⟨

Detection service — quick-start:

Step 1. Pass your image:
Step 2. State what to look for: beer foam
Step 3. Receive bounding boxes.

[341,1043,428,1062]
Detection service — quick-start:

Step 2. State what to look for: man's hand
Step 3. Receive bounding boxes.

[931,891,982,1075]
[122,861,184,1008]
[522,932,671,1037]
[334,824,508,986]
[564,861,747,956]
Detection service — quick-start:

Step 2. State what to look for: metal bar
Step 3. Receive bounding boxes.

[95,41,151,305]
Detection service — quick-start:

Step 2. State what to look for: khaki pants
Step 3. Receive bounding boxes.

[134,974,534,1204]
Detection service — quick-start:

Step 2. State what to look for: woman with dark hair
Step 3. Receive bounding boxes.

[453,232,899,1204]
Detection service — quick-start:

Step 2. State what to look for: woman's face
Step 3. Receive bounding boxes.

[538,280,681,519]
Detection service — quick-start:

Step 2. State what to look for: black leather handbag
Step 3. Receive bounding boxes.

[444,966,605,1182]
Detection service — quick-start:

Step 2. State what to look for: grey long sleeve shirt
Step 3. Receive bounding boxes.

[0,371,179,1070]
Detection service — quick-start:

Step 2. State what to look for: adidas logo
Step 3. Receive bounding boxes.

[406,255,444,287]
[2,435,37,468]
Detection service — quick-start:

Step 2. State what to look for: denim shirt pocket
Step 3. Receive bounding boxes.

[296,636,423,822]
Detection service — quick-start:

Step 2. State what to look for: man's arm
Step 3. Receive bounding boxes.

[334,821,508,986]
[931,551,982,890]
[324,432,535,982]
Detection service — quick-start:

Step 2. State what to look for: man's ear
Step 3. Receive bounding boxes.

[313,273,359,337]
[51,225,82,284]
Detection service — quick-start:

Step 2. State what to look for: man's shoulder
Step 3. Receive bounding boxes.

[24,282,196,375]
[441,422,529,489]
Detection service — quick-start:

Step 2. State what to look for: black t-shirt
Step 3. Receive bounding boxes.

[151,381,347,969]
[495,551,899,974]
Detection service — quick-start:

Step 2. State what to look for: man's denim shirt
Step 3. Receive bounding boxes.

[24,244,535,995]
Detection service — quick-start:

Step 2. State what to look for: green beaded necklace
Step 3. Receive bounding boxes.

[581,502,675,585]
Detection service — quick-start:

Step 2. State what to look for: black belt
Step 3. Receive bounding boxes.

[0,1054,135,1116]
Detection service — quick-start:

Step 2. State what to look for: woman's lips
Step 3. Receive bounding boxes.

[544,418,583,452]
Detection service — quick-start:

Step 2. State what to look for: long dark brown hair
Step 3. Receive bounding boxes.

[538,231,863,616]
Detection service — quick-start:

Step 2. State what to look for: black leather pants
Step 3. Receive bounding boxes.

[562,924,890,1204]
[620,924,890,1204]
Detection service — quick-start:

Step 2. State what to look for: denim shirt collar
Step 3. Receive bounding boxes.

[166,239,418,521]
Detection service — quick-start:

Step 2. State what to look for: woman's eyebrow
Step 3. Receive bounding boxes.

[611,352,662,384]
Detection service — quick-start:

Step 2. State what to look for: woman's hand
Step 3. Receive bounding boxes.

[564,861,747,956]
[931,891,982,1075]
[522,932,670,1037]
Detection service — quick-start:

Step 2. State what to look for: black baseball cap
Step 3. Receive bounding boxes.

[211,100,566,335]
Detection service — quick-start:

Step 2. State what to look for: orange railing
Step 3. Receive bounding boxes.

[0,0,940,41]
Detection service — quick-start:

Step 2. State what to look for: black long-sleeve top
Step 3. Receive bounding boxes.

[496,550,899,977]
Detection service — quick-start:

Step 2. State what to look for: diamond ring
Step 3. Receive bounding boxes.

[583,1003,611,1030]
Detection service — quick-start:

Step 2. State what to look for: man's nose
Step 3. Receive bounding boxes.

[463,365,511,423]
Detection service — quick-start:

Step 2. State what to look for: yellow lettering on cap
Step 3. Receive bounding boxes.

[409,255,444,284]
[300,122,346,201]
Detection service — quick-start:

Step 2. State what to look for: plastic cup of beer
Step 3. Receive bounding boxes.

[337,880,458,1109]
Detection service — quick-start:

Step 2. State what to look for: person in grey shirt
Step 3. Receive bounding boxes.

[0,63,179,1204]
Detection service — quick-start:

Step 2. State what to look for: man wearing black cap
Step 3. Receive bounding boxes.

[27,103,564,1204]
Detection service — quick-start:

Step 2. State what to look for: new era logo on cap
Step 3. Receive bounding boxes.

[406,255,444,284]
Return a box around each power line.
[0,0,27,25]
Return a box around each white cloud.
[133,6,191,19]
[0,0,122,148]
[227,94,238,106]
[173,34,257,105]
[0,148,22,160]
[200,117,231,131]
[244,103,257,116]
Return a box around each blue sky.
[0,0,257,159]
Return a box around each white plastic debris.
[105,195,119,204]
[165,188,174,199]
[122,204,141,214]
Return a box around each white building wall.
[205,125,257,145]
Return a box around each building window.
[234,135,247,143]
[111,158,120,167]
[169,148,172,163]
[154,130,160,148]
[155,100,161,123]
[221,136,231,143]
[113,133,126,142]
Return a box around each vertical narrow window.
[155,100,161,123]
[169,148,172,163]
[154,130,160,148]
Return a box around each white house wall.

⟩

**Exercise instructions**
Copy out all of the material above word for word, with nothing left out or changed.

**Answer to this problem**
Detection service — quick-start:

Step 1. Pass your image:
Step 2. State what to look for: beer foam
Step 3. Receive bounding boxes.

[341,1043,428,1062]
Detection service — quick-start:

Step 2. State what to look for: man's hand
Step 3. Receive bounding boxes.

[931,891,982,1075]
[122,861,184,1008]
[522,932,671,1037]
[334,824,508,986]
[564,861,747,956]
Detection service — quick-start:

Step 2. State what to look for: metal bar
Step 3. Receive bounding boxes.

[95,41,151,305]
Detection service — quick-start:

Step 2. State what to look for: khaki pants
Step 3. Receive bounding boxes.

[134,974,534,1204]
Detection service — quick-start:

Step 2. State what to look for: woman with dark hair
Step 3. Receive bounding boxes.

[453,232,899,1204]
Detection service — quick-start:

Step 2. State what to look for: woman's face
Step 3. Receive bounding boxes.

[538,280,681,519]
Detection service — quick-start:

Step 2. State what to look for: black leather handbag
Step 3. Receive bounding boxes.

[444,966,605,1182]
Detection service — quick-start:

Step 2. State what to look for: grey long sleeve shirt
Step 3. Receive bounding boxes.

[0,371,179,1070]
Detection service — quick-start:

Step 2. State what to look for: adidas logo
Step 3. Receive bounding boxes.

[406,255,444,287]
[2,435,37,468]
Detection service — quick-start:

Step 2. State what to look for: denim shirt pocket
Step 3. Receive bounding boxes.

[296,636,423,822]
Detection service — quick-start:

Step 2. State what to look for: man's arm
Step 3. Receive bounding boxes.

[334,821,508,986]
[931,551,982,890]
[324,432,535,982]
Detection service — quick-start:

Step 2. State what to look for: man's ear
Step 3. Receive bounding boxes.

[313,273,359,337]
[51,225,82,284]
Detection service — quick-start:

Step 2. State what to look for: man's shoulder
Step 3. Receive bounding boxes.

[24,282,196,375]
[441,422,529,489]
Detection service — quick-start:

Step 2. State what to look for: black t-shirt
Step 3. Receive bounding boxes.

[151,381,347,969]
[495,551,899,974]
Detection service — quick-start:

Step 2. State what to look for: man's denim shirt
Step 3. Receive bounding boxes.

[24,244,535,995]
Detection service — quick-start:

Step 2. State what to look for: green beaded necklace
Step 3. Receive bounding boxes.

[581,502,675,585]
Detection service — quick-start:

Step 2. State what to look for: black belt
Step 3. Receive bounding boxes.

[0,1054,135,1116]
Detection service — quick-start:

Step 2. State what to look for: woman's lips
Step 3. Receive bounding boxes.

[544,418,583,452]
Detection service — quick-start:

Step 2. State what to look for: long dark brown hair
Step 3. Receive bounding boxes.

[538,231,863,616]
Detection service — quick-start:

Step 2. State what to look for: black leather pants
Step 3. Receive bounding boxes.

[562,924,890,1204]
[620,924,890,1204]
Detection service — quick-start:

Step 2. State what to look for: denim shirt collar
Step 3. Receive bounding boxes.

[166,239,418,521]
Detection service — quick-start:

Step 2. State what to look for: woman's eyebrow
Step 3. Receive bounding boxes.

[611,352,662,384]
Detection service — quick-start:

Step 2. State what to look for: woman's hand
Step 3. Receive bounding boxes.

[564,861,747,956]
[931,891,982,1075]
[522,932,670,1037]
Detection service — quick-start:

Step 2. State what to look for: black baseball cap
Step 3. Receive bounding boxes.

[211,100,566,335]
Detection service — quick-start:

Step 2. State what to look for: orange railing
Step 3. Receive bounding boxes.

[0,0,940,41]
Detection service — quick-start:

Step 2. State what to look for: black long-sleeve top
Step 3. Receive bounding boxes.

[496,550,899,977]
Detection service — quick-start:

Step 2. State what to look for: diamond ring
Step 3. Receive bounding boxes.

[583,1003,611,1030]
Detection service — quick-start:

Step 2. State what to look for: man's nose
Step 3. Receive bounding boxes.

[463,365,511,423]
Detection service — quick-start:

Step 2. State what to look for: yellow lettering on cap
Step 3. Receive bounding boxes.

[409,255,444,284]
[300,122,346,201]
Detection service — quick-start:

Step 2. State what to look for: plastic cup of beer
Step 3. Receive bounding boxes.

[337,880,458,1109]
Detection service — quick-start:

Step 2. State what to look for: person in grey shirt
Step 3. Receive bounding boxes.

[0,63,179,1204]
Detection service — quick-start:

Step 2. State what to look for: man wearing black cap
Step 3. Receive bounding boxes.

[27,103,564,1204]
Detection service — quick-start:

Step 2. State what to look for: new era logo on cap
Step 3. Receive bounding boxes.

[406,255,444,284]
Return a box around each power line.
[0,0,27,25]
Return a box around each white cloud.
[133,6,191,19]
[0,0,122,148]
[227,94,238,106]
[173,34,257,105]
[0,148,22,160]
[200,117,231,131]
[244,103,257,116]
Return a box around each blue sky.
[0,0,257,159]
Return a box around each white plastic debris.
[105,195,119,204]
[165,188,174,199]
[122,204,141,214]
Return a box around each white building wall.
[205,125,257,145]
Return a box around each building window.
[234,135,247,143]
[111,158,120,167]
[169,148,172,163]
[154,130,160,148]
[155,100,161,123]
[221,136,231,143]
[113,133,126,142]
Return a box around each vertical narrow window.
[155,100,161,123]
[169,148,172,163]
[154,130,160,148]
Return a box around each white house wall.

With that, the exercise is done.